Format the entries below as a numbered list, starting at the line containing "Expected: for each instance of the large" and running through the end of the entries, both ends included. Skip blank lines and leave out any pictures.

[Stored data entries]
|---|

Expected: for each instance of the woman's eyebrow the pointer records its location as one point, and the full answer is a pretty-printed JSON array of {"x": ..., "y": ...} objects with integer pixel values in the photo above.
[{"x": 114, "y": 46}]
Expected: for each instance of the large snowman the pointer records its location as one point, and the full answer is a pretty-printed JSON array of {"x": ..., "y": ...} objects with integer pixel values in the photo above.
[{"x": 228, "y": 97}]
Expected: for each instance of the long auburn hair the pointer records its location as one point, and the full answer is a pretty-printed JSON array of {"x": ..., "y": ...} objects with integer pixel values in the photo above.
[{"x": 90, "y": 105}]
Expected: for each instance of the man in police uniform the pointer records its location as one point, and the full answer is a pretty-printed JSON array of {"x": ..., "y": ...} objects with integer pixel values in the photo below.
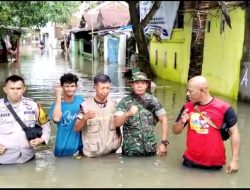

|---|

**Exercise result**
1. Expected: for each instance of the large snowman the pointer records its location as one point, and the full answer is a pretty-printed JSON array of {"x": ..., "y": ...} objects with integer pixel values in the photo above.
2. [{"x": 228, "y": 97}]
3. Expected: for each instance of the long auburn hair the pointer records its location as one point, and the full answer is a pretty-printed JSON array of {"x": ..., "y": ...} objects with integer pixel values in the photo above.
4. [{"x": 90, "y": 105}]
5. Expected: for each instance of the man in police uniform the pointer records its location as one point, and the full answer is a pretty-printed JSON array of {"x": ..., "y": ...} objects with integer pixel values in the photo below.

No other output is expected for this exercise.